### DIRECTION A
Report every line of the entries that contains the string "woman", matching case exactly.

### TEXT
▬▬▬
# General Business Category > Business Online Forum >  Crit Time: Our First Major E-commerce Site

## Mark Atkinson

So last month we designed and developed our first really major e-commerce website. We've designed plenty online stores before, but none of this magnitude. 

This site took an absolute age to get just right. It is probably the first major site in the country to offer online financing for the purchase of its products. To get this right we had to put together a 15 page online credit application form and integrate that with the e-commerce system. Hundreds of conditional fields, calculation fields, upload fields and a what feels like a million bugs later, we finally managed to get it all working.

We also coded a collection plugin which allows customers to choose a depot from which to collect their goods from, should they not want it delivered.

Would love it if I could get some feedback on the website. The website address is: https://bfore.co.za

We also manage BFore's SEO, PPC and social media campaigns. 

Some extra notes on the site on the performance of the site thus far:

Two months after production, we're seeing around 2,000 unique visitors per month.The Facebook page has grown to 1,300 fans as a result of the competition and ad campaign we're running. We expect this to drop off a bit after the competition, but because we plan to run competitions almost every month, this should be somewhat negated.On average, Facebook posts are reaching 35-40% of the fan base. Compared to norms of 8-17%, that's phenomenal.50% of all traffic is coming from search.Conversion was a bit of a problem due to the nature of the store's offerings. For this reason we are continuously split testing and making conversion tweaks to the site. For example, the visual content you see on the home page was almost all text-based before.  We changed it to images/diagrams to help visitors to more easily understand BFore's cellphone contracts and financing.We are about to add a one-page checkout system to help increase conversion even further.Another thing on the list is social sharing buttons on each of the product pages.
▬▬▬
[Location annotation dataset excerpts]
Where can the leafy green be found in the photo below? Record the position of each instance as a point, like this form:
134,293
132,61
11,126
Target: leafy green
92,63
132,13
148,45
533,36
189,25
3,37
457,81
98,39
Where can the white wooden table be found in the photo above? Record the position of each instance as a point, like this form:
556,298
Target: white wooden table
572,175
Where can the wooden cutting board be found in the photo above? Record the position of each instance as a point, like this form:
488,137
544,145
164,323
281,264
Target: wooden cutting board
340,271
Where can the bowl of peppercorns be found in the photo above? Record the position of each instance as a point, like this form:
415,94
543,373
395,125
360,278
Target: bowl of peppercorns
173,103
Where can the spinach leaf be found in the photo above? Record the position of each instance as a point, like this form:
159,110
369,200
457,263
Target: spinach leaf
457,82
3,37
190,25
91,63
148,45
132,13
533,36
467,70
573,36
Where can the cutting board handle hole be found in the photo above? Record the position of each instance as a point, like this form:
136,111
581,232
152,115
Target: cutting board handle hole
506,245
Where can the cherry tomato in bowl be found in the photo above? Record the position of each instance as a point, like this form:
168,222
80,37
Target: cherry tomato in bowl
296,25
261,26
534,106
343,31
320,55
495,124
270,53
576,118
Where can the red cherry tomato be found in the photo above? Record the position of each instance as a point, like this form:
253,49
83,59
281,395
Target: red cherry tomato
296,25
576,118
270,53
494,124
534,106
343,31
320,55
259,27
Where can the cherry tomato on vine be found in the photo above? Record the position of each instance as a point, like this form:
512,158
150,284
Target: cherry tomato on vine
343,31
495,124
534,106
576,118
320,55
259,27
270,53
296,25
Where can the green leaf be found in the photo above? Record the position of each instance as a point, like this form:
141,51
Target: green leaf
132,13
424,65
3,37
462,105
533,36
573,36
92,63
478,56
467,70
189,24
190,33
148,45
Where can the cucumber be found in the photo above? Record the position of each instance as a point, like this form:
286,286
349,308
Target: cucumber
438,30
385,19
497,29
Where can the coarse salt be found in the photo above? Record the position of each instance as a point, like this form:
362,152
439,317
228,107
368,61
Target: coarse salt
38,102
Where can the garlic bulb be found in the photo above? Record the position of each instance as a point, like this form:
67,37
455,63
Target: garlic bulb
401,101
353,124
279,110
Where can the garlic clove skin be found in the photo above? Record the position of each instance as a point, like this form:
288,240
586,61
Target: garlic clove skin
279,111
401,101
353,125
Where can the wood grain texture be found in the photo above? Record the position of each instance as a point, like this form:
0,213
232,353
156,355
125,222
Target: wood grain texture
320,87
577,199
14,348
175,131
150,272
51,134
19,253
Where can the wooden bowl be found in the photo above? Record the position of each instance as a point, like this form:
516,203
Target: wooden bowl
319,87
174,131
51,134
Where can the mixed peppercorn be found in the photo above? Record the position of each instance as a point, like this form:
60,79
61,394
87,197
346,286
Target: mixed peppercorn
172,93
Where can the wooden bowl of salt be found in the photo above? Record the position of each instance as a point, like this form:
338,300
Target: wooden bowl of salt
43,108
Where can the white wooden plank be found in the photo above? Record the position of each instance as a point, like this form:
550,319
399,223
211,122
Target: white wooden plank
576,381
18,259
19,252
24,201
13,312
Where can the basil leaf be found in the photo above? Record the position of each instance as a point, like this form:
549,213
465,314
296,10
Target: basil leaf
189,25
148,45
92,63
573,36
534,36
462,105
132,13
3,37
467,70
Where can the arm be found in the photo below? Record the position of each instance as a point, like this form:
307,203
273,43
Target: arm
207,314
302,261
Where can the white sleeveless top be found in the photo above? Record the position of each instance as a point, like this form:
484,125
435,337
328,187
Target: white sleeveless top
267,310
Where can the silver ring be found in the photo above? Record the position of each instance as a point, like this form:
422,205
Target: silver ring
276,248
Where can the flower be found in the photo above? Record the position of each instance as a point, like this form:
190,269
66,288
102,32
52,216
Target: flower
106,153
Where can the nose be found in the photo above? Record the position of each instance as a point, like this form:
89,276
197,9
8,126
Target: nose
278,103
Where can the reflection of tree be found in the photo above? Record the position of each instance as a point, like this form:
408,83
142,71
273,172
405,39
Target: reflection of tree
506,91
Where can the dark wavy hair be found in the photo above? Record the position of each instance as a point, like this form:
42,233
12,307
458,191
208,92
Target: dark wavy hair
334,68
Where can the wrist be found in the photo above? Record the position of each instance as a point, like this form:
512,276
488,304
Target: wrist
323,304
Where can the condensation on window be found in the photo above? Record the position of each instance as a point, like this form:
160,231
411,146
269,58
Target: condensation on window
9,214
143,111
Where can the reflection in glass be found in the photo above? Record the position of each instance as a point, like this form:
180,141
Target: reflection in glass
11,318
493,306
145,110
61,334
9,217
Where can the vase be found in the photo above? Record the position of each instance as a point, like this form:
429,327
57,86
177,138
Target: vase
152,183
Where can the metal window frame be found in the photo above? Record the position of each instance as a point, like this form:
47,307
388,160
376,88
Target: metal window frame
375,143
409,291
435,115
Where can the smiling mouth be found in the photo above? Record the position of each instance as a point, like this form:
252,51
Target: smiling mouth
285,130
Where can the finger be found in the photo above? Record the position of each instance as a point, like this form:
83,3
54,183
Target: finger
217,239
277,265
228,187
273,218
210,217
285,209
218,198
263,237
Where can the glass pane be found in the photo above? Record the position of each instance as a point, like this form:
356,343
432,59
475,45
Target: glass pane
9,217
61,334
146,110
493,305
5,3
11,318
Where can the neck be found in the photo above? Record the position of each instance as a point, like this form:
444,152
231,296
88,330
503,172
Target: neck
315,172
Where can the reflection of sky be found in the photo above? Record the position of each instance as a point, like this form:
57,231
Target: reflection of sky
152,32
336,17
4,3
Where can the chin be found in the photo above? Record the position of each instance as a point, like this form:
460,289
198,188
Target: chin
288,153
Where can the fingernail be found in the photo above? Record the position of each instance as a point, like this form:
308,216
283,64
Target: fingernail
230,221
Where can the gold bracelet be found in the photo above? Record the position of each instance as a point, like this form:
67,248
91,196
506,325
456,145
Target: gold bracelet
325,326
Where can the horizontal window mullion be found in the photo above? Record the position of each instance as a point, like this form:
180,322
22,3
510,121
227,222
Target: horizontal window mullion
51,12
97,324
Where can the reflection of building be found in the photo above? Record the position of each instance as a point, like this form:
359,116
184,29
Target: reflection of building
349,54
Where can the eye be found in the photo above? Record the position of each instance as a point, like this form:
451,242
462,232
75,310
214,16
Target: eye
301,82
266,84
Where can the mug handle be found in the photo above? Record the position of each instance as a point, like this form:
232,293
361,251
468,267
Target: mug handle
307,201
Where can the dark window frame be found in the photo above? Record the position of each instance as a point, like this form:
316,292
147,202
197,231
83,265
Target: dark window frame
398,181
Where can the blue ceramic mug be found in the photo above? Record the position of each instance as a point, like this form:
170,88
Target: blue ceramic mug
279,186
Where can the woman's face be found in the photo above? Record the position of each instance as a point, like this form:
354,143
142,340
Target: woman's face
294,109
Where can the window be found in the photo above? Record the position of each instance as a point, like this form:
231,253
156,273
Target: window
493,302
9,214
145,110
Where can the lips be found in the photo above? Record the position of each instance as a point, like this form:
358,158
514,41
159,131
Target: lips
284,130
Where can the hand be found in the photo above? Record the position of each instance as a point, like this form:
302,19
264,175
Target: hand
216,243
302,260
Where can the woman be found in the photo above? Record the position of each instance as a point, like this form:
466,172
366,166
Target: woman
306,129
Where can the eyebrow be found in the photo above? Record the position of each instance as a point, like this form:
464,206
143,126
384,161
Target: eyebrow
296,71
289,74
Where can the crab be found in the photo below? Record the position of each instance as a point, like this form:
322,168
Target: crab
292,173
▬▬▬
### DIRECTION B
For each statement below, say whether it agrees with the e-commerce forum post, and support each yes or no with the deciding words from the post, quoted exactly. (i) The online credit application form runs to 15 pages. (ii) The Facebook page has grown to 2,000 fans. (iii) A one-page checkout system is already running on the site.

### CORRECT OUTPUT A
Where can the woman's face be found in the photo above? Record the position of each instance as a point, like this form:
Target: woman's face
Where can the woman be found in the photo above? Record the position of each instance as a point, like this form:
Target: woman

### CORRECT OUTPUT B
(i) Yes: "we had to put together a 15 page online credit application form"
(ii) No: "The Facebook page has grown to 1,300 fans"
(iii) No: "We are about to add a one-page checkout system to help increase conversion even further."